THE INPUT |
—————

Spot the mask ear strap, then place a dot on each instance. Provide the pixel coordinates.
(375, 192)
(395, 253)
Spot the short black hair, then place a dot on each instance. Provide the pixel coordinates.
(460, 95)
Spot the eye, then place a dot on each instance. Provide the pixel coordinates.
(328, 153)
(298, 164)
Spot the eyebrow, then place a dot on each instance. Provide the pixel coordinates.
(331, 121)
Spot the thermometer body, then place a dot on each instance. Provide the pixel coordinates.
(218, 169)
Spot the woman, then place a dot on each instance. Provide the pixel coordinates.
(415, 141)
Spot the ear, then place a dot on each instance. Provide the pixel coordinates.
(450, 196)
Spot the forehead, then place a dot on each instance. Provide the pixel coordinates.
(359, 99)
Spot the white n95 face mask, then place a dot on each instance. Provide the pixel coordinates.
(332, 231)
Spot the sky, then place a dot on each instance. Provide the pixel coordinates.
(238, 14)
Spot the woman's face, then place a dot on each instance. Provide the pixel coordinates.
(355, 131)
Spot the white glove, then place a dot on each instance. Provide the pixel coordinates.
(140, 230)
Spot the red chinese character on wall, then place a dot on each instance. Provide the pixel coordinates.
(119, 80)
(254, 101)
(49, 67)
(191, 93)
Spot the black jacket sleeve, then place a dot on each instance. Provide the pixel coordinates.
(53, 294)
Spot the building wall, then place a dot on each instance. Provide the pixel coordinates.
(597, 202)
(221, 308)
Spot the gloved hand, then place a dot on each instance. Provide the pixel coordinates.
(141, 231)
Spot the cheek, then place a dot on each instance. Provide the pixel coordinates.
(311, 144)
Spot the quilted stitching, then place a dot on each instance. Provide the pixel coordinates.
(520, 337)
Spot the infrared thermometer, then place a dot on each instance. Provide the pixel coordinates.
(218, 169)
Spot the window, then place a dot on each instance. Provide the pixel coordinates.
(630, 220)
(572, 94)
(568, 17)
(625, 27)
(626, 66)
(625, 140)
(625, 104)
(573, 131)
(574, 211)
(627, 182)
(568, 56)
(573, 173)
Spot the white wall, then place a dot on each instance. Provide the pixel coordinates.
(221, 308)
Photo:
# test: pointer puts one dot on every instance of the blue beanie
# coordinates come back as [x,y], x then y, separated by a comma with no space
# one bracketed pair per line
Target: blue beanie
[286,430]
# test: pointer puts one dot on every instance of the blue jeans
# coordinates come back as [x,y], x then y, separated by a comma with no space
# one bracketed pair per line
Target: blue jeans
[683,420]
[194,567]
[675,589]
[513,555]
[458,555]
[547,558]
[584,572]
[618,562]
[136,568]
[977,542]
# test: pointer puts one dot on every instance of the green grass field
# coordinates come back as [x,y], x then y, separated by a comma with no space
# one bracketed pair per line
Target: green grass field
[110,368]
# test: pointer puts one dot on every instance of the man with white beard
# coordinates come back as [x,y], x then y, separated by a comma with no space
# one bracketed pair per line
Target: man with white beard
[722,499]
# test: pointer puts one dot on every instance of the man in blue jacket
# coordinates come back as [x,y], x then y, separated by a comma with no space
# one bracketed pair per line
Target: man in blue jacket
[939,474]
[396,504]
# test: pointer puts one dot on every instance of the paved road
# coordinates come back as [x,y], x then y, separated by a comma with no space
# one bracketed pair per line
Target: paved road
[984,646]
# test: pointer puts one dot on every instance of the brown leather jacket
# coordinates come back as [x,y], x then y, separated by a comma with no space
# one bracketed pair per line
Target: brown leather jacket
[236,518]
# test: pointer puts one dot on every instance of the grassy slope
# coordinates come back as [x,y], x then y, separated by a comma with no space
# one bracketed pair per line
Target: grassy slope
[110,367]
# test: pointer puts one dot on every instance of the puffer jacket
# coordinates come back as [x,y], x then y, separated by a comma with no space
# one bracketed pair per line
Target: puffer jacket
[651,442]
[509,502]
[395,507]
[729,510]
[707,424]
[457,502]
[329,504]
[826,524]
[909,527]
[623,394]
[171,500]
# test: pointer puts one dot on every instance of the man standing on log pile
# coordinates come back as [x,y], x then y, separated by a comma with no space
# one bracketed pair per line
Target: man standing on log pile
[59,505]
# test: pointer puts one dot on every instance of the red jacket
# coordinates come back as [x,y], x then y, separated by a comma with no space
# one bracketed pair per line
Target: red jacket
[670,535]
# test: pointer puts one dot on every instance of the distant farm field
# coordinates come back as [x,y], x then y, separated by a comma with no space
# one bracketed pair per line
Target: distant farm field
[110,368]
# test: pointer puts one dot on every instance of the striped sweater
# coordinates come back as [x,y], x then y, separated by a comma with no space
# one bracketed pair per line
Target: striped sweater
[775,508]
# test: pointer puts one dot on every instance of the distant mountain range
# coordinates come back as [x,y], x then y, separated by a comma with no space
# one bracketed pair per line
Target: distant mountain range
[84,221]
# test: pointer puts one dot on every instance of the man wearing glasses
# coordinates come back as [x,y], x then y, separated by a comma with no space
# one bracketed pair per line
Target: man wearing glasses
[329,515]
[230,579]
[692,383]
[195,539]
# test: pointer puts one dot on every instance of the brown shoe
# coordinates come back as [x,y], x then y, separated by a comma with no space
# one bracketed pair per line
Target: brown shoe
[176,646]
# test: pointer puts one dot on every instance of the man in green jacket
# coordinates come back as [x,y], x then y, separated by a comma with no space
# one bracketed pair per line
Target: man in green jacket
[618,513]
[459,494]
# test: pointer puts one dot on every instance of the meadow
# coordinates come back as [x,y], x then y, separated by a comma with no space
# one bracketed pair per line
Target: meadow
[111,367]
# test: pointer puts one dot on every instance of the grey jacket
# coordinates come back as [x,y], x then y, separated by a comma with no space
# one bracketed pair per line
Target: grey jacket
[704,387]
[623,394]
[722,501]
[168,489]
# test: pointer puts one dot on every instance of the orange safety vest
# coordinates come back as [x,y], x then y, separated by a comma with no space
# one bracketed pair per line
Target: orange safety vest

—————

SHORT EXERCISE | Transcribe every line of the records above word for word, keeping each one unchanged.

RESULT OF THIS TASK |
Spot the mask ear strap, then place a dot on each instance. Provide the pixel coordinates.
(375, 192)
(395, 253)
Spot the short black hair, then place a dot on each instance. Provide the pixel coordinates.
(460, 95)
Spot the eye, then place a dot on each instance. Provide the pixel coordinates.
(328, 153)
(298, 164)
Spot the eyebrow, then place a dot on each instance. Provide the pixel coordinates.
(331, 121)
Spot the thermometer body, then place a dot on each instance. Provide the pixel coordinates.
(218, 169)
Spot the woman, then place a dot on each instance. Provide the pixel coordinates.
(415, 141)
Spot the ear, then place a dot on each instance. Provide the pixel coordinates.
(450, 196)
Spot the forehead, then place a dot on each instance. Provide the pixel coordinates.
(359, 99)
Spot the white n95 face mask, then place a dot on each instance. Provide the pixel coordinates.
(332, 231)
Spot the sky, then place a dot on each instance. Provide the pixel coordinates.
(238, 14)
Spot the woman's face, then place a dot on each instance. Provide the pixel coordinates.
(355, 131)
Spot the white glove, then place a dot on each instance. Provide the pixel coordinates.
(140, 230)
Spot the red chinese character on wall, then place a dot on each instance. Provide the pixel coordinates.
(119, 80)
(254, 101)
(49, 67)
(191, 93)
Spot the black jacket sleeve, then place a dot on each instance. Provide the pixel coordinates.
(53, 294)
Spot the building wall, then place a dot on each instance. Provide the pixel coordinates.
(597, 202)
(221, 308)
Spot the gloved hand, then place a dot on each instance. Provide the pixel coordinates.
(141, 231)
Spot the cheek, then place a dot on each instance. Provide the pixel coordinates.
(311, 144)
Spot the quilted stitching, then place a dot on each instance. Provide the pixel coordinates.
(520, 337)
Spot the infrared thermometer, then place a dot on each instance. Provide the pixel coordinates.
(218, 169)
Spot the window, then place a dot on each instance. Provide the pixel coordinates.
(630, 220)
(572, 94)
(568, 17)
(625, 27)
(626, 66)
(625, 140)
(625, 104)
(573, 131)
(574, 211)
(627, 182)
(568, 56)
(573, 173)
Spot the white wall, then place a dot on each instance. Provide the pixel coordinates.
(221, 308)
Photo:
# test: pointer puts one dot on every instance of the blue beanie
# coordinates come back as [x,y], x then y, separated by a comma with no space
# one bracketed pair per line
Target: blue beanie
[286,430]
# test: pointer puts one dot on every instance of the blue jeans
# coordinates come back as [x,y], x then y, separated by a comma with no space
# one bracketed pair per line
Target: blue jeans
[683,420]
[194,567]
[675,589]
[513,555]
[458,555]
[547,558]
[584,572]
[618,562]
[136,568]
[977,542]
# test: pointer puts one dot on every instance of the green grass field
# coordinates come back as [x,y], x then y, separated by a comma with no space
# one bracketed pair per line
Target: green grass field
[110,368]
# test: pointer puts one dot on every instance of the man with white beard
# coordinates come back as [x,y], x then y, separated by a comma with no space
# one bracketed pair per line
Target: man with white beard
[722,499]
# test: pointer puts one dot on every instance of the man in blue jacket
# coordinates come back as [x,y], x then y, separated by a comma with no space
# one bracketed pair per line
Target: man in blue jacket
[939,474]
[396,504]
# test: pointer puts one dot on every instance of the paved road
# coordinates come back as [x,y], x then y, separated by a comma with no space
# one bracketed pair per line
Target: paved road
[984,646]
# test: pointer puts one dot on every instance of the brown leather jacket
# coordinates come back as [x,y], x then y, separated by a comma with no space
# one bracketed pair per line
Target: brown leather jacket
[236,518]
# test: pointer puts one dot on every instance of the grassy slope
# coordinates come back as [x,y], x then y, separated by a comma with no space
# one bracketed pair per line
Target: grassy slope
[110,367]
# test: pointer puts one dot on every instance of the puffer jacket
# coordinates come back as [x,y], x then y, separated by a comma with no space
# one bracketed pair per line
Target: puffer jacket
[651,442]
[509,502]
[395,507]
[729,510]
[707,424]
[457,502]
[329,504]
[826,524]
[909,527]
[623,394]
[171,500]
# test: pointer puts one dot on every instance of the man standing on log pile
# coordinates come back as [x,y], x then y, separated by a comma with no space
# one bracketed pair per line
Target: man standing on log pile
[59,505]
# test: pointer puts one dot on every instance of the red jacket
# coordinates come back as [x,y], x then y, separated by a comma with no space
# one bracketed pair per line
Target: red jacket
[670,535]
# test: pointer puts one dot on every instance of the distant farm field
# coordinates come back as [x,y], x then y, separated by a comma with no space
# one bracketed pair per line
Target: distant farm field
[110,368]
# test: pointer puts one dot on every instance of the striped sweater
# coordinates come back as [x,y], x then y, separated by a comma with no space
# one bracketed pair per line
Target: striped sweater
[775,508]
# test: pointer puts one dot on every instance of the distant mountain range
# coordinates come back as [x,y], x then y, separated by a comma with no space
# one bracketed pair per line
Target: distant mountain range
[84,221]
# test: pointer puts one dot on every instance of the man wearing glasses
# coordinates come back as [x,y], x then y, separated by a comma with no space
# one bracketed pair per line
Target: man wearing glasses
[329,515]
[230,579]
[692,383]
[195,539]
# test: pointer puts one dot on every instance of the brown shoe
# coordinates come back as [x,y], x then y, separated by a comma with no space
# one bracketed pair per line
Target: brown shoe
[176,646]
# test: pointer puts one dot on every instance of the man in green jacket
# coordinates come back as [x,y], x then y, separated by a comma with no space
# one bracketed pair per line
Target: man in green jacket
[618,513]
[459,494]
# test: pointer puts one dot on every instance of the meadow
# coordinates come back as [x,y], x then y, separated by a comma with no space
# one bracketed pair per line
Target: meadow
[111,367]
# test: pointer puts one dot on every instance of the grey jacket
# coordinates come back as [x,y], x then y, separated by a comma with no space
# one bracketed pair per line
Target: grey jacket
[704,387]
[623,394]
[722,501]
[168,489]
# test: pointer puts one dot on every instance of the orange safety vest
# coordinates come back as [x,y], x then y, separated by a comma with no space
# one bracketed pair per line
Target: orange safety vest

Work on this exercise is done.